What is needed: Select every line of the material below that contains the word "walkway", matching case exactly, and copy each line in full.

Recorded information:
* start *

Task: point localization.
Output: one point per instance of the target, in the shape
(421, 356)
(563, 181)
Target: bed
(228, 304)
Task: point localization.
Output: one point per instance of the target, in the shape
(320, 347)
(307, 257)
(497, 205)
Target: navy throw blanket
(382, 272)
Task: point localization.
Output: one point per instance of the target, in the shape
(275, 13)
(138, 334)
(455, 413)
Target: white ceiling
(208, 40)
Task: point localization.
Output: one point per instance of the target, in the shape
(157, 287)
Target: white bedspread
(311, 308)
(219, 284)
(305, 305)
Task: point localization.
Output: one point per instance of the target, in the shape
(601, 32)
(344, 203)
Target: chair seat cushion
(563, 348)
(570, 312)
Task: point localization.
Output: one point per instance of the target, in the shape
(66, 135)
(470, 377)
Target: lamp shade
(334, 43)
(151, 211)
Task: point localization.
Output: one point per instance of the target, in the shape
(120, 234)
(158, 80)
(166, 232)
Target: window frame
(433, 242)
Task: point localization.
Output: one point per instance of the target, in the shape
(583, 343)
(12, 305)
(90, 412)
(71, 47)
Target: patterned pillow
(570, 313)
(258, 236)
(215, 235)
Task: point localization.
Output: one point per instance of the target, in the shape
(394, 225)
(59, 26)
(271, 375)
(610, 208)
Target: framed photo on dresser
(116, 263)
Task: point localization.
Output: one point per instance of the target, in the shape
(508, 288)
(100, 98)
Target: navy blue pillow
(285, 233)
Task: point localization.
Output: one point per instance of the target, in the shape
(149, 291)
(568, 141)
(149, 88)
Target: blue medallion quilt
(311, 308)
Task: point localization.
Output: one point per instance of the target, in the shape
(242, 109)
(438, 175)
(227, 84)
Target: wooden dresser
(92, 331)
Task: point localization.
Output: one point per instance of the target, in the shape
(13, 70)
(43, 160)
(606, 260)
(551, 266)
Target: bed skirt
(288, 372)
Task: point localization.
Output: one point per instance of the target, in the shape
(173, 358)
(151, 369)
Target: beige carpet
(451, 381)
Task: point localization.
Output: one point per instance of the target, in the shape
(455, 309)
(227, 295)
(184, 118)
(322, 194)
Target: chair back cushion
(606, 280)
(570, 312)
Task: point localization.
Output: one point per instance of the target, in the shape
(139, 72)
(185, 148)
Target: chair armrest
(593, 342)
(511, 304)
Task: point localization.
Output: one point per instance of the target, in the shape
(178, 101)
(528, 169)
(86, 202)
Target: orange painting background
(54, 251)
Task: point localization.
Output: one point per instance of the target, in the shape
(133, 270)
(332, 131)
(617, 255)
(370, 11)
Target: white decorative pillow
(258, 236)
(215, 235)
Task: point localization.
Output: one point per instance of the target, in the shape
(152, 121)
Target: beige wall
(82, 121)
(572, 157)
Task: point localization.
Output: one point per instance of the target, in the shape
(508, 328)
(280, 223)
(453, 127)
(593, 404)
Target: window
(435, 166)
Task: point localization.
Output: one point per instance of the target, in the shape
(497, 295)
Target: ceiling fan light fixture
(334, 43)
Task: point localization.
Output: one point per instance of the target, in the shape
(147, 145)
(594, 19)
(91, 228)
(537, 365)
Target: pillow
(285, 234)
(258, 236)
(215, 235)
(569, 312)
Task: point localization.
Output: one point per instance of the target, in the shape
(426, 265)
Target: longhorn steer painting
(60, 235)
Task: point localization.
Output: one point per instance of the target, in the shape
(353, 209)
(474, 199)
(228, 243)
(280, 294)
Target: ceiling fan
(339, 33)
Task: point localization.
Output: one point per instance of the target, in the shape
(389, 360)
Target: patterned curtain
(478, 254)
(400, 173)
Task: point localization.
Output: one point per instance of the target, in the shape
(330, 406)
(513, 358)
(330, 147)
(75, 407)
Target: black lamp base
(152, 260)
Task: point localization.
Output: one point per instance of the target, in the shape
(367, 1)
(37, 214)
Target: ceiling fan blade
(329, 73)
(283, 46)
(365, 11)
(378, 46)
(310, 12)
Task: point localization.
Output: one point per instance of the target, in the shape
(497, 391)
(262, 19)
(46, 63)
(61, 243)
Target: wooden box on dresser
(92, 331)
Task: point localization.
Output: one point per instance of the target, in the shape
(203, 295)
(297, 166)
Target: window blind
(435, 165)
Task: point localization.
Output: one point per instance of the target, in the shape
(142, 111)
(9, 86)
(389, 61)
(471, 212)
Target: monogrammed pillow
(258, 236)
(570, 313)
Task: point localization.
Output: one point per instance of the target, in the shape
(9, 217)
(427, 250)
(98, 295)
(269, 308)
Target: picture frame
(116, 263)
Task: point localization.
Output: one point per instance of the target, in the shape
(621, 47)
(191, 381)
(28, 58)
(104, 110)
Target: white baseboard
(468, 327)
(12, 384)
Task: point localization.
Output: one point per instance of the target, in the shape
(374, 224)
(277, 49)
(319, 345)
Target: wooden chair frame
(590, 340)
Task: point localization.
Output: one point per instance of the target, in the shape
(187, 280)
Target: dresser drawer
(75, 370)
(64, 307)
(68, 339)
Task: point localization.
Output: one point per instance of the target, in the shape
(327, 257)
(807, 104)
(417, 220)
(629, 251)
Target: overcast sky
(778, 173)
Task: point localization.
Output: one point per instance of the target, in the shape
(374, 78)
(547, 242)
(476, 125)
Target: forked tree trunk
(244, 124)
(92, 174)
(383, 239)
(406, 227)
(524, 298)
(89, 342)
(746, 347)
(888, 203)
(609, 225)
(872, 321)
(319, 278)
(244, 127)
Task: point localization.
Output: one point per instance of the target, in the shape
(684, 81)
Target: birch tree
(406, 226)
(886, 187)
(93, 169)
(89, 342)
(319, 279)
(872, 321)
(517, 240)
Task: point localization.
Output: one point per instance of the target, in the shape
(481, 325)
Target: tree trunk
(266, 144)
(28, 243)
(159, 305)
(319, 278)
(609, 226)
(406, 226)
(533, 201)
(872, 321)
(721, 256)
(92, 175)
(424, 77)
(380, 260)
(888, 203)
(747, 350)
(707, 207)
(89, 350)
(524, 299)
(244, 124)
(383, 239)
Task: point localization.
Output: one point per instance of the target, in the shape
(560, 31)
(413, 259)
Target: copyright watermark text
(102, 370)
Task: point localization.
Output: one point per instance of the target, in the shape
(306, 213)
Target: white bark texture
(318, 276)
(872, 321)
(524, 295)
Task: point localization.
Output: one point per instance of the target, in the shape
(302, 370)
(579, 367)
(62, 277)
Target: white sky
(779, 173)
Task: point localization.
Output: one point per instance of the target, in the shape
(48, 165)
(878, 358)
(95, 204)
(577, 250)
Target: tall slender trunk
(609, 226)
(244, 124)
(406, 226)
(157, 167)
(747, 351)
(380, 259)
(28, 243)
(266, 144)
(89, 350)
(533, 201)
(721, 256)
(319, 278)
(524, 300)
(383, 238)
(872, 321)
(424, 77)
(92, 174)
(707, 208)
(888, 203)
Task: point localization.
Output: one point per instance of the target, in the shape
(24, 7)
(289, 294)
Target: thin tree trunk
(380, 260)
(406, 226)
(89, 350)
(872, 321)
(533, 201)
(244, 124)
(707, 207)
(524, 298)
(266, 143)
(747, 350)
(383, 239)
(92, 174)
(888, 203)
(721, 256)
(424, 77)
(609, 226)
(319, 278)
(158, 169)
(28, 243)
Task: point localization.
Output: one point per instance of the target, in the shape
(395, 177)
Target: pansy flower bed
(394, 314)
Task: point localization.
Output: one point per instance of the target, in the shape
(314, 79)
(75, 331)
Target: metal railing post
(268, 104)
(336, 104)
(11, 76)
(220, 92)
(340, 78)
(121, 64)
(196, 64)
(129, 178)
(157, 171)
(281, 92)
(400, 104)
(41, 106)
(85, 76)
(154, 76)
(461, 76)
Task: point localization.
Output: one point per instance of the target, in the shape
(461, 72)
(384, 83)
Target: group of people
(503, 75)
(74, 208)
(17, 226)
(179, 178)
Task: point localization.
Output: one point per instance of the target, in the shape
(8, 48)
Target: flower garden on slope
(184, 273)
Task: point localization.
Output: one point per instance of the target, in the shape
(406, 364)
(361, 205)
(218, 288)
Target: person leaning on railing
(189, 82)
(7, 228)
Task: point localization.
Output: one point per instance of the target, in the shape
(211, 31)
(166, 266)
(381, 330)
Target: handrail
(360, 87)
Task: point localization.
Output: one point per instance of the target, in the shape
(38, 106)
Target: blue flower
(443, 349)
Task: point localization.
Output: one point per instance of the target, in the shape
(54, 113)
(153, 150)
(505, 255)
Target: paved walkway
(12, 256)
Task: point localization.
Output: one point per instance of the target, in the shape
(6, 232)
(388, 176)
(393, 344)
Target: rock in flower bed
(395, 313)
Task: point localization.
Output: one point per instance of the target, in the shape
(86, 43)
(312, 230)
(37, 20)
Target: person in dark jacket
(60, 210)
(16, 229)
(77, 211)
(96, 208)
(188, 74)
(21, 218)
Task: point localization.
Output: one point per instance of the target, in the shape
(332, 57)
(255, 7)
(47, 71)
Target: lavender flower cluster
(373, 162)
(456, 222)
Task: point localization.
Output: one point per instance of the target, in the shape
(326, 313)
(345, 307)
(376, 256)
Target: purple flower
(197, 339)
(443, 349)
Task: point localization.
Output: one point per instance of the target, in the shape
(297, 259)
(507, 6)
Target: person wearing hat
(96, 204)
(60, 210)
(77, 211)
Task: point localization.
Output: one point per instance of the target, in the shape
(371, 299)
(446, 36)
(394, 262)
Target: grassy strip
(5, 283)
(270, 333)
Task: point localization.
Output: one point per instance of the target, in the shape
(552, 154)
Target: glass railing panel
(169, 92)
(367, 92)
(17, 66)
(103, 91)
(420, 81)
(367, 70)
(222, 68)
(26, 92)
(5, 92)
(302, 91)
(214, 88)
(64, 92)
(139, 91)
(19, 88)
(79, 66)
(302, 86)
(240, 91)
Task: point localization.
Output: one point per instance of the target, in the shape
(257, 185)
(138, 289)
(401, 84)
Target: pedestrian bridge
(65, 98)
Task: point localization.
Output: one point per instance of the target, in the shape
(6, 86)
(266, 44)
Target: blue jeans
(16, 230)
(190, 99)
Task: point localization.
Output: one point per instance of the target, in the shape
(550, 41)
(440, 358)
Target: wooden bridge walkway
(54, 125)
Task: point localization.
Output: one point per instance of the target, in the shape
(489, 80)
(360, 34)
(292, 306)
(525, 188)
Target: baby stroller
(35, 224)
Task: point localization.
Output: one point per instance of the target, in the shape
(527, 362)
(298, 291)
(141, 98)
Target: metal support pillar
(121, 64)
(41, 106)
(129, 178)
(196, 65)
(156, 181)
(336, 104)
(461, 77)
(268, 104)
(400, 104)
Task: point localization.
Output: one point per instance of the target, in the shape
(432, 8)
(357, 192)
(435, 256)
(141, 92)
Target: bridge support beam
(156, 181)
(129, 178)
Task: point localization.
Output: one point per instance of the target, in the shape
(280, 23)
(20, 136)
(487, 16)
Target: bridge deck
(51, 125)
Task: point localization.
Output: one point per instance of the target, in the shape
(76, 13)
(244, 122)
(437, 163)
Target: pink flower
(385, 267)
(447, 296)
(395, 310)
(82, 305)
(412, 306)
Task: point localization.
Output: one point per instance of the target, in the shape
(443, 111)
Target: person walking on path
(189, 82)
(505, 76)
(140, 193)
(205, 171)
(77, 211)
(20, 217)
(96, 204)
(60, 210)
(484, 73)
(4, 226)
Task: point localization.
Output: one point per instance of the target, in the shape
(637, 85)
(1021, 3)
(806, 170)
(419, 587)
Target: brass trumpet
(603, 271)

* end *

Response:
Target: paved walkway
Target: wooden bridge walkway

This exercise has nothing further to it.